Rows from a box labeling dataset
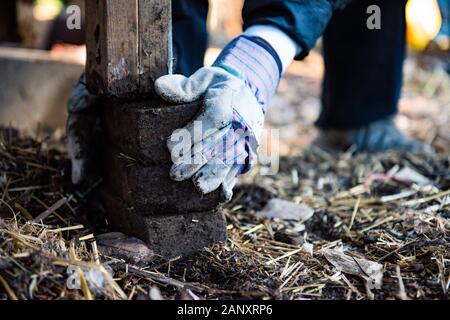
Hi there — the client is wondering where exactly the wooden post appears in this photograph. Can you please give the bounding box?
[86,0,173,98]
[86,0,226,258]
[0,0,20,42]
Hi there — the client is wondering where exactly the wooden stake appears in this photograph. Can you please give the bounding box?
[86,0,173,98]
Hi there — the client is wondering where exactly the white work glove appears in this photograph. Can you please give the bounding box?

_AIM OF THE EXERCISE_
Present the lines of the records above as a numbered list, skipping any blank lines and leaving out the pictures.

_REPLY_
1. Hi there — the client is wondering where exactly the wooden post appears in this photograph. Can you please give the bounding box?
2. [86,0,173,98]
3. [86,0,226,258]
4. [0,0,20,42]
5. Hi there — the client is wondering where exactly the wooden stake appears in this photograph. Can you please give the bounding box?
6. [86,0,173,98]
7. Hi there — the client is wondering where exactly the white work glove appears in this photograph. Can you please give the bounding box?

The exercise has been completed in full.